— start of Listed entries —

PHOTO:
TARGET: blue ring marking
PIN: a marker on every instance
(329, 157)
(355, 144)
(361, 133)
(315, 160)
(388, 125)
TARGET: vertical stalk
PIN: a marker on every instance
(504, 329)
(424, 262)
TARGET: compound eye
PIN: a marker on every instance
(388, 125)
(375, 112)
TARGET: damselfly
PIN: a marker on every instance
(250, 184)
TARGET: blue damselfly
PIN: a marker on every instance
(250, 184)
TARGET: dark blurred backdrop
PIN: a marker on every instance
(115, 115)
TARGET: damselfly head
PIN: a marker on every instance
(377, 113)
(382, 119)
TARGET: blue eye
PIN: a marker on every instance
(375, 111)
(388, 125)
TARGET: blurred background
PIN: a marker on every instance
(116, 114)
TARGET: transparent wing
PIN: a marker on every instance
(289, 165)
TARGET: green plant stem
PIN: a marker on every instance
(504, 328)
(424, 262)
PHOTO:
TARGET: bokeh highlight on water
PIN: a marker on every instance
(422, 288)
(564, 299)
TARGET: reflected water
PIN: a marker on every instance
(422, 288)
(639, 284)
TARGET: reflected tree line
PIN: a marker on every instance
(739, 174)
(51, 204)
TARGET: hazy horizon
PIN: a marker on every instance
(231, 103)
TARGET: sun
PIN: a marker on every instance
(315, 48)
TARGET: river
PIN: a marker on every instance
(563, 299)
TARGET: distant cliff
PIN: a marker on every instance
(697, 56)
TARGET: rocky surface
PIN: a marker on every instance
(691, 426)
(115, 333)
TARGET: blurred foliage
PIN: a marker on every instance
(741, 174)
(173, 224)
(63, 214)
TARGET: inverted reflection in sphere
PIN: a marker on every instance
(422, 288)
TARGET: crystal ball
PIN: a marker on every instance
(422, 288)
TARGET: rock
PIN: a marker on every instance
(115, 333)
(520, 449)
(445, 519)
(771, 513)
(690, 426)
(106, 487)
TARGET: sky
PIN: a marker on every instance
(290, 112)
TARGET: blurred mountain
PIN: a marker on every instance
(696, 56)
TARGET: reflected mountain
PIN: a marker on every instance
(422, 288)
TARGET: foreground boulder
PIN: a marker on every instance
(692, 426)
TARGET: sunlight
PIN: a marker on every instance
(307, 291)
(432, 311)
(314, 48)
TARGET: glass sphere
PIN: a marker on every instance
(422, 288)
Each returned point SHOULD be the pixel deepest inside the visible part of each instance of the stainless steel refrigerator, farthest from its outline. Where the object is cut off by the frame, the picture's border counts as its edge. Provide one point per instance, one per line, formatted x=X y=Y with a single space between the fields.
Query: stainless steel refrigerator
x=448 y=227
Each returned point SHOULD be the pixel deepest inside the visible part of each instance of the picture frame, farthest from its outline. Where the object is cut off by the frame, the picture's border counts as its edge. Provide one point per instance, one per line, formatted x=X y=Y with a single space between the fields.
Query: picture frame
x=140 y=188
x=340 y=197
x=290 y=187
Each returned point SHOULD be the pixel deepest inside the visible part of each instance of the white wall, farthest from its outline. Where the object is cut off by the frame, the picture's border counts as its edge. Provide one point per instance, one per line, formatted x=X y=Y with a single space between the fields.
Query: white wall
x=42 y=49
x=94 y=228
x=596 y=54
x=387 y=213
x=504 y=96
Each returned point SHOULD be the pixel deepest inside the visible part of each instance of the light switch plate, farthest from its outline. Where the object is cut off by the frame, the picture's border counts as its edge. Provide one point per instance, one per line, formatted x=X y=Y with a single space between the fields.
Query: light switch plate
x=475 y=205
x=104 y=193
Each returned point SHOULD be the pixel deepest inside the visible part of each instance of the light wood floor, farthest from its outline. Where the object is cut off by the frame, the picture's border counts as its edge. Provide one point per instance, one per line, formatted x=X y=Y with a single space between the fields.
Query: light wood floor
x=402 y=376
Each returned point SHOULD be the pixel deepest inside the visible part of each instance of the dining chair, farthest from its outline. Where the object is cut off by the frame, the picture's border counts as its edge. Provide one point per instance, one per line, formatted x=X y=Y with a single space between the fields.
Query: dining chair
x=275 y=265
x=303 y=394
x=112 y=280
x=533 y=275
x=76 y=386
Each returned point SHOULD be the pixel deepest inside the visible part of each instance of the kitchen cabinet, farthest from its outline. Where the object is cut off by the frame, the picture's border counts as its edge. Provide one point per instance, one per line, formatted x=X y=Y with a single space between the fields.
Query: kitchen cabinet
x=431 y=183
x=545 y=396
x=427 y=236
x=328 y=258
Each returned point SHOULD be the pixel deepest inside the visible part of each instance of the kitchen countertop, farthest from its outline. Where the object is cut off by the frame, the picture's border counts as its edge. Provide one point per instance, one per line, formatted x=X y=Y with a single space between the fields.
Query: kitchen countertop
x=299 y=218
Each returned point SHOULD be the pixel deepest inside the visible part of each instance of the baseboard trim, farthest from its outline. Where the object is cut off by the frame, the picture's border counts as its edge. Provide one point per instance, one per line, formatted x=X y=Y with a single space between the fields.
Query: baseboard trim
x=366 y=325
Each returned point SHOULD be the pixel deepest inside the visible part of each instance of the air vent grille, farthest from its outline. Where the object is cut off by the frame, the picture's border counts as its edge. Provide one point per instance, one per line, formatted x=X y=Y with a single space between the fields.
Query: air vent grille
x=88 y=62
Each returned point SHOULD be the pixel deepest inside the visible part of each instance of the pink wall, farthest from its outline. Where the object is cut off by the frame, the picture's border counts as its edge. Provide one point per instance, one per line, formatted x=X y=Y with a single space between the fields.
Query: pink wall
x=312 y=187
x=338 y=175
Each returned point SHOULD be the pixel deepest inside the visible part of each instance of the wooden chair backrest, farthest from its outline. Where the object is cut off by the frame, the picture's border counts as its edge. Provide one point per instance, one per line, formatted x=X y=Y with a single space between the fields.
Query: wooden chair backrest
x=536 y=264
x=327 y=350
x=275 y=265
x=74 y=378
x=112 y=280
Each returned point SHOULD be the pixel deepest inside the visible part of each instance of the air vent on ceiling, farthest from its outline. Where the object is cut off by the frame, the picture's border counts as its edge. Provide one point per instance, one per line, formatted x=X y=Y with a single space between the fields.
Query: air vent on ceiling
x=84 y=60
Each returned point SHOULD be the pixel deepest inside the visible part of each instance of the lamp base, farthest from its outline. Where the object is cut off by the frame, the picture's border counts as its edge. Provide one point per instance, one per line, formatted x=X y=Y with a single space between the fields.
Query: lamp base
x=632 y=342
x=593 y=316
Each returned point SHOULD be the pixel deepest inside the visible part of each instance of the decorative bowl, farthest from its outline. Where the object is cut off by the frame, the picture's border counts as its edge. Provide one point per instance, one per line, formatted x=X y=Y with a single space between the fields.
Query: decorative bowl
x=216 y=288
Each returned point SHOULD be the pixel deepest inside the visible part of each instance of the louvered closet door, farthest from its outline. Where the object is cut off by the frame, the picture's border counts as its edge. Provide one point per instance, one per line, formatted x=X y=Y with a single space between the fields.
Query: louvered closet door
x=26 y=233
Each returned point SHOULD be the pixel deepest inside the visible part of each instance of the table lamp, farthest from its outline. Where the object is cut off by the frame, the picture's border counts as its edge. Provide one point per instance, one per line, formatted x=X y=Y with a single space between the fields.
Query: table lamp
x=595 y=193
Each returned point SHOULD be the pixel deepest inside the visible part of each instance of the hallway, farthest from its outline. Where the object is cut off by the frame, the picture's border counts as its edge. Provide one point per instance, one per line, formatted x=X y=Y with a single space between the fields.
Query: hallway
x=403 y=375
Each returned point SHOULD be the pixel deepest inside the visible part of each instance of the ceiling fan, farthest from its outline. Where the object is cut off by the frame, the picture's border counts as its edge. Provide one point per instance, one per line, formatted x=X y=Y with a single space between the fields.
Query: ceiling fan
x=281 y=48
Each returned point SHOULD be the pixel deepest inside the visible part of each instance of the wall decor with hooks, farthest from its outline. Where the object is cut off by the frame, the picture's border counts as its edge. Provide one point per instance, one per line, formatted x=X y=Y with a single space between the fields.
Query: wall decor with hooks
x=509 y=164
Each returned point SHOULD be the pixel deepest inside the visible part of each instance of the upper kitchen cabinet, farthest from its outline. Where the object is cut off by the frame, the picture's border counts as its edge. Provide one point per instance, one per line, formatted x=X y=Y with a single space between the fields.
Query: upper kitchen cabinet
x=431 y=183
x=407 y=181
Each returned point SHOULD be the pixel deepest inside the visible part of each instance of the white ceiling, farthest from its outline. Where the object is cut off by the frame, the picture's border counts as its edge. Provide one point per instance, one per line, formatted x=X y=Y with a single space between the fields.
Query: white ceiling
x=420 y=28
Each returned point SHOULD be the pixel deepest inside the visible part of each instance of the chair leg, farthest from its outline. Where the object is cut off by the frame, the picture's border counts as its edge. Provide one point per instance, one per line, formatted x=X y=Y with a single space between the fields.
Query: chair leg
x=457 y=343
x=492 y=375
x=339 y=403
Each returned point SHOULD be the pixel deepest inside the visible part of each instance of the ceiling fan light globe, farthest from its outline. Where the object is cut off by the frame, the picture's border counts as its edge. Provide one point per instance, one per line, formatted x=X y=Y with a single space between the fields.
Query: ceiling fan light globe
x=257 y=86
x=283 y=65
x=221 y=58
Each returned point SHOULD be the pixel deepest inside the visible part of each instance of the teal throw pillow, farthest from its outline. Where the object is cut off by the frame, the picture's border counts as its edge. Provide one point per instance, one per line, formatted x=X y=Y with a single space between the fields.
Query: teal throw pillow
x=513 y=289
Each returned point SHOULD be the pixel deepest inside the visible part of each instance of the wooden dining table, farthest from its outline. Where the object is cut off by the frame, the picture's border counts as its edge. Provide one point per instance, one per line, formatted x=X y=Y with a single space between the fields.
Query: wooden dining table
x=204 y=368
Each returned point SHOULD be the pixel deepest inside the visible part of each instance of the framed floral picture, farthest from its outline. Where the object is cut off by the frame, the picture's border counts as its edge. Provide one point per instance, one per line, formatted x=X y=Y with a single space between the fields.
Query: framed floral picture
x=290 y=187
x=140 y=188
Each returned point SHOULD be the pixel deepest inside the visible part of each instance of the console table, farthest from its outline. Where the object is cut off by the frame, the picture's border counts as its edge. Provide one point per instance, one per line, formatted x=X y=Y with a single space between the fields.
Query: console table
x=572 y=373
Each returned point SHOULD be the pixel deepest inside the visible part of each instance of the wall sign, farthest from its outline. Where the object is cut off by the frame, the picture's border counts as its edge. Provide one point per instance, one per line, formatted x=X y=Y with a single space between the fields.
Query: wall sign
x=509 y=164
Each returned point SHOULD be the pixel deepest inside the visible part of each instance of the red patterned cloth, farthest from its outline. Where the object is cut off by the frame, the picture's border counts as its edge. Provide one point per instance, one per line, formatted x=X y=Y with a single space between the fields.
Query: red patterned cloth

— end of Listed entries —

Rescale the coordinates in the answers by multiplying each by 1.05 and rounding to a whole number, with halves rounded up. Reproduce every line in full with all other text unchanged, beginning at the line that has "of the chair" and stopping after the line that has "x=513 y=289". Give only those lines.

Correct response:
Each returned point SHOULD be the pixel deepest inside the visible part of each instance of the chair leg, farthest from its outline. Where the object is cut off by the frame, the picture's border counts as its edge. Provide one point per instance, one per line, formatted x=X y=Y with a single space between the fields.
Query: chair leg
x=480 y=360
x=517 y=394
x=356 y=423
Each returned point SHOULD be the pixel deepest inside the visible part of each instance of the ceiling fan light globe, farthest from its outline. Where the object is cut off by the frame, the picture's border counts as its edge. Provide one point per instance, one per line, formatted x=X y=Y with a single space between the fields.
Query: ceiling fan light globe
x=270 y=90
x=297 y=68
x=232 y=61
Each returned point SHOULD be the pixel deepest inside the visible part of each instance of the teal throw pillow, farthest from its outline. Where the object is cut off by the frame, the picture's border counts as its edge. Provide one point per instance, one per line, formatted x=X y=Y with a single space between the fields.
Query: teal throw pillow
x=539 y=303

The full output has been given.